Rewrite the lines that begin with the line containing "Provide an outline for every instance of the beige" and end with the line containing "Now the beige", changing "beige building" to "tan building" and leaving everything else the same.

* _EXERCISE MATERIALS_
——————
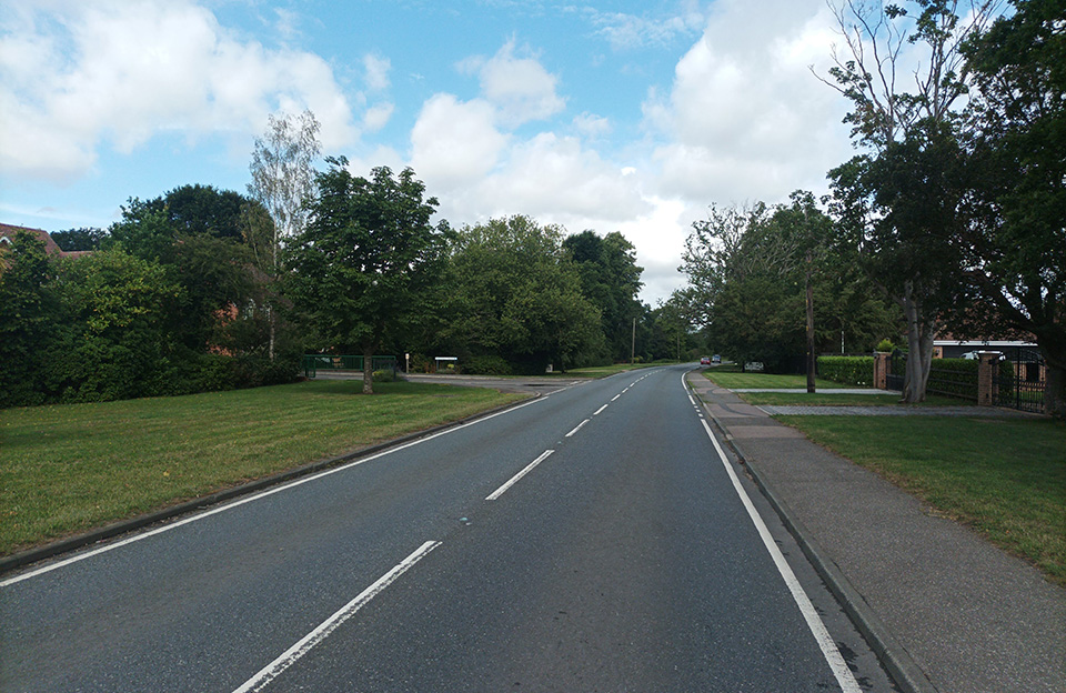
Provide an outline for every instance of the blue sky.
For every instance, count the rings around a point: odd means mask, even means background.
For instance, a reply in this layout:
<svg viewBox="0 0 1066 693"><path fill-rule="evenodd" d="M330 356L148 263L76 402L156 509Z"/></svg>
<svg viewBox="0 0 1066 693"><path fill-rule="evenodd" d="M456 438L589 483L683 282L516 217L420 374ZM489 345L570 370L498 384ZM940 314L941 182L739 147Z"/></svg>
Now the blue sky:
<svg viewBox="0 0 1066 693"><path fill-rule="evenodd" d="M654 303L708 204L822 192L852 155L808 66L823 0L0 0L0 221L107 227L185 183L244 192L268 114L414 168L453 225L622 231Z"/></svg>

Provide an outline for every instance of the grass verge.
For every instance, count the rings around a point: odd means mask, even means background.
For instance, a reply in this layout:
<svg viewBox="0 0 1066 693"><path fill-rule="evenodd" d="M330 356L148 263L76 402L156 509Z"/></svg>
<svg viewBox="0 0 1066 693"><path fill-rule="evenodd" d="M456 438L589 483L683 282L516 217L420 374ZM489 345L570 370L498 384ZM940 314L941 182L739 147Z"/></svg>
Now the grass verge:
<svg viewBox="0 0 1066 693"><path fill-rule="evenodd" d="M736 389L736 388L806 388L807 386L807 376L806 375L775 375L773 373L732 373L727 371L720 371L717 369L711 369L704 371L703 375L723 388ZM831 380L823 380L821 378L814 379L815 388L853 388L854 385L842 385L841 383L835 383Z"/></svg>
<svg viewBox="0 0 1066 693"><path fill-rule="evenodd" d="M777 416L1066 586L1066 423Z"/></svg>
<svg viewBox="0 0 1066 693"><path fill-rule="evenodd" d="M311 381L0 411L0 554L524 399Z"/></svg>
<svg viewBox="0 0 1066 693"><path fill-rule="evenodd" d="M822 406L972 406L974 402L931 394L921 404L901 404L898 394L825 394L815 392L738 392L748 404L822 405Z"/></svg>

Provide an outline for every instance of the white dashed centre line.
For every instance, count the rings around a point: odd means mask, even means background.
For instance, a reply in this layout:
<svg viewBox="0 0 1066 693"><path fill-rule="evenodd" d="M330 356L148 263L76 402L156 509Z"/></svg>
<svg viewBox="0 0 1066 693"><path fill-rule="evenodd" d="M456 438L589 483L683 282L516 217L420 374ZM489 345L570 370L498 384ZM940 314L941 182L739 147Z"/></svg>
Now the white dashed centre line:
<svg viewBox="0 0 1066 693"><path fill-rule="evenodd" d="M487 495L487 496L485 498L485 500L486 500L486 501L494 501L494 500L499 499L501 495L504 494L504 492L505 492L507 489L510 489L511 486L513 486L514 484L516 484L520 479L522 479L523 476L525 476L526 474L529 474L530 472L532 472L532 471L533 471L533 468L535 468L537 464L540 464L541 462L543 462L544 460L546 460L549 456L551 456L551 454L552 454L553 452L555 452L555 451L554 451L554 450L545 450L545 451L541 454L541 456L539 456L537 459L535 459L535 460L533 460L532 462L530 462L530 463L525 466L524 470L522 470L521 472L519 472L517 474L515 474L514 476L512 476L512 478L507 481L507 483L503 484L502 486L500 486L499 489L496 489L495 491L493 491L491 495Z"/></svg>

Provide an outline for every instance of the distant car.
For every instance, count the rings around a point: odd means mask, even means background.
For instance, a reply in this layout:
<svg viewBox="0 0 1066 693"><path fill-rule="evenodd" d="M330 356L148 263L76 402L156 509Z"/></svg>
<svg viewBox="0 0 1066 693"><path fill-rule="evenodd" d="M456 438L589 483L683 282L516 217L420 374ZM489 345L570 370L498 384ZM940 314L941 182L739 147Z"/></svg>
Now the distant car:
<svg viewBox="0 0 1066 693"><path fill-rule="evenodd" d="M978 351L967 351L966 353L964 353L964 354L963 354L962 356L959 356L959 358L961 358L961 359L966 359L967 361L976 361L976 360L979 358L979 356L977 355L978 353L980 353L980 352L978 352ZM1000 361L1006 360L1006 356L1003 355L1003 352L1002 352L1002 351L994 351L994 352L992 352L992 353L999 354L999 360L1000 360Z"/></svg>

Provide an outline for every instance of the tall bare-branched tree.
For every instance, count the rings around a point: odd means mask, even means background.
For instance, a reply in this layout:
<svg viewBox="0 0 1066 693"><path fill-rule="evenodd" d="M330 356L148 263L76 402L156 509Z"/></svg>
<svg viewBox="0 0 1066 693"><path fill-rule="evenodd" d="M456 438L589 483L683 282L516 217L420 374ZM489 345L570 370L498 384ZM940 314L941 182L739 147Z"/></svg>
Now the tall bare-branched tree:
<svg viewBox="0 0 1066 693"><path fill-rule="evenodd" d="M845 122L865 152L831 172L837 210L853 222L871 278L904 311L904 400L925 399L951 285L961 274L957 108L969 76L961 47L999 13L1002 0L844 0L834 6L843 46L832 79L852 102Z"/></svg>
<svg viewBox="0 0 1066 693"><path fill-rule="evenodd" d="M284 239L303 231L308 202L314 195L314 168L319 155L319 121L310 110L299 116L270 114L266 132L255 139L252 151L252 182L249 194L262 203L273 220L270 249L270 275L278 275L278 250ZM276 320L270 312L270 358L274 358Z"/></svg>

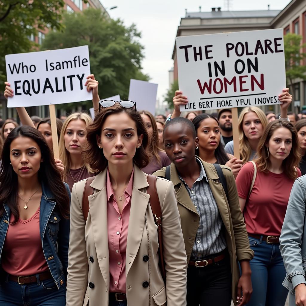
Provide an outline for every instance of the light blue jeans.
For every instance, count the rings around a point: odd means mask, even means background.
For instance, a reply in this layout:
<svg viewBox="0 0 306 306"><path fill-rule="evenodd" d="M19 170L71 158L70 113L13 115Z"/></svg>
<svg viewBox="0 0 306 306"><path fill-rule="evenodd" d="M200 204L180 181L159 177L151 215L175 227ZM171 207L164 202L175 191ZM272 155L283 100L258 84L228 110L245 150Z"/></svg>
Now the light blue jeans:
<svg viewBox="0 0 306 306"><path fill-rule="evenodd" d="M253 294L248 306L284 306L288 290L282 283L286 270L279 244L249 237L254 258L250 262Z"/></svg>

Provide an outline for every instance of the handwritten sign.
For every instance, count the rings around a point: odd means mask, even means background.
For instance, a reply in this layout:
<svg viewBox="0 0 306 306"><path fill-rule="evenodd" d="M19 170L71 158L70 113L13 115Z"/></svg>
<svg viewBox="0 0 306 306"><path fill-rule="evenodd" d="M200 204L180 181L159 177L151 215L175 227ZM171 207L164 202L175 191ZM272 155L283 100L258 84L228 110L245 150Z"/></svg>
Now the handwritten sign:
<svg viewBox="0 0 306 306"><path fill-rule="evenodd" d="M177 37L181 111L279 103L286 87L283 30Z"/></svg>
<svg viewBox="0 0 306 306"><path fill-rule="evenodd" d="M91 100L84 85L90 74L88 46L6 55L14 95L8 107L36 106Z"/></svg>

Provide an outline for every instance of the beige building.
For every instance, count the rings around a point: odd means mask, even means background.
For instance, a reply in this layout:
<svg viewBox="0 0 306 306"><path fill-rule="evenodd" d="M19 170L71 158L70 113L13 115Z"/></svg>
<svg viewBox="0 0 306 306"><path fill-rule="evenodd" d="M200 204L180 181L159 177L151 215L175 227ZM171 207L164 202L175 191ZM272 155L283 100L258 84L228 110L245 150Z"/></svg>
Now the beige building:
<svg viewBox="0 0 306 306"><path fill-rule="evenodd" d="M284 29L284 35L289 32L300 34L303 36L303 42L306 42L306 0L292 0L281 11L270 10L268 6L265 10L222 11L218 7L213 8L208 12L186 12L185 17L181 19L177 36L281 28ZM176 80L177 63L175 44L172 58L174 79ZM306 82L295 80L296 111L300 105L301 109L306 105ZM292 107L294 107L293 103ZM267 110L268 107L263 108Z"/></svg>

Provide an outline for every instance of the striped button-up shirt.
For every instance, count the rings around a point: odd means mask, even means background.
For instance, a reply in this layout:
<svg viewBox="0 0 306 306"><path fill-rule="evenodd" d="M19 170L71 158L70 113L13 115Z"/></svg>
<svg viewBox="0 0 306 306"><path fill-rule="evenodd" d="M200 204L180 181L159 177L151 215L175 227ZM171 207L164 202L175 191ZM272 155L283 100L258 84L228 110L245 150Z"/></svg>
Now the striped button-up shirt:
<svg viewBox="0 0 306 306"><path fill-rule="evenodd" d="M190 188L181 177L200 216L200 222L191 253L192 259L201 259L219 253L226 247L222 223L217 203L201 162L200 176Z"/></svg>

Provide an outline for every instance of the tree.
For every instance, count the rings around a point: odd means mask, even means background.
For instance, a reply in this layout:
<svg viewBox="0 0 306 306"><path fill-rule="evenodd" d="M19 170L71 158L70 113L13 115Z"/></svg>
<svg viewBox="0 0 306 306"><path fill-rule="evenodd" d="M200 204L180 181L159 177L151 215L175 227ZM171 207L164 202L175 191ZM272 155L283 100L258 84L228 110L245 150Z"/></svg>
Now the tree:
——————
* _PROBLEM SOLUTION_
Provide an outline for every instance of the tan building.
For every instance, count the rings around a point: odd means mask, even means background.
For instance, a reply in this layout:
<svg viewBox="0 0 306 306"><path fill-rule="evenodd" d="M19 170L71 158L70 113L13 115Z"/></svg>
<svg viewBox="0 0 306 306"><path fill-rule="evenodd" d="M200 204L180 181L159 177L151 215L175 227ZM171 207L164 202L175 191ZM272 155L283 100L258 84L228 110L245 150Z"/></svg>
Now the tan building:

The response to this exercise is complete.